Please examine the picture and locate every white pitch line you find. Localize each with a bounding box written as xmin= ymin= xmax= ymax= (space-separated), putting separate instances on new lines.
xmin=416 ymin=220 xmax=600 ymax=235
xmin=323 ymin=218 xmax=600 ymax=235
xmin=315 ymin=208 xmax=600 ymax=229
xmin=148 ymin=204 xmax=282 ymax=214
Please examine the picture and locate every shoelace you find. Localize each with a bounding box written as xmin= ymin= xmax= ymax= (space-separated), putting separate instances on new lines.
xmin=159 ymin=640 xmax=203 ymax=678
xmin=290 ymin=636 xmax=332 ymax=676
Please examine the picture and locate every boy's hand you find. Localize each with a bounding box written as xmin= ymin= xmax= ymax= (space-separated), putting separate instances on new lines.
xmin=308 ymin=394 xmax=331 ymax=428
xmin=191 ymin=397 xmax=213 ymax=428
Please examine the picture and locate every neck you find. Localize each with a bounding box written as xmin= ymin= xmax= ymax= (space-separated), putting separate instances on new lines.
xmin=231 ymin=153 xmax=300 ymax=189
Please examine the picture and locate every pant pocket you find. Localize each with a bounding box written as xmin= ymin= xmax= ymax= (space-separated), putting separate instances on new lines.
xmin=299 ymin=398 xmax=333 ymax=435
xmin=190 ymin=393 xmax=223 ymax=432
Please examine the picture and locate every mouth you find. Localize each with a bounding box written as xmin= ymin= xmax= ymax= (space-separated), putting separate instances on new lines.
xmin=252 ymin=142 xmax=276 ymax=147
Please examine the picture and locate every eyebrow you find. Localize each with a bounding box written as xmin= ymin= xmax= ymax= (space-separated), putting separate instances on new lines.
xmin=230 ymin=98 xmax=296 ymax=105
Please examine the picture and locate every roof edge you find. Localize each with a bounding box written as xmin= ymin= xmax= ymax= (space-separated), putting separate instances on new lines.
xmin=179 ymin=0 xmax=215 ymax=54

• **WHAT THE TASK ASKS**: Start at the line containing "Please examine the picture and locate every pant" and print each line exactly until the listing ends, keeping the final line too.

• **ANSWER BELOW**:
Please examine the picture and locate every pant pocket you find. Localize each with a bounding box written as xmin= ymin= xmax= ymax= (space-separated), putting separate instances on new lines.
xmin=299 ymin=398 xmax=333 ymax=435
xmin=190 ymin=393 xmax=223 ymax=432
Please examine the picture and locate every mouth you find. Localize each with a bounding box written as xmin= ymin= xmax= ymax= (space-separated), putting separate instances on new lines.
xmin=252 ymin=142 xmax=276 ymax=147
Please examine the picture and locate every eyebrow you find. Localize each with a bounding box written as xmin= ymin= xmax= ymax= (space-separated), putting separate instances on new lines.
xmin=230 ymin=98 xmax=296 ymax=105
Please examine the picture and locate every roof edge you find. Localize each with a bounding box written as xmin= ymin= xmax= ymax= (space-separated), putting separate instances on new lines.
xmin=179 ymin=0 xmax=215 ymax=54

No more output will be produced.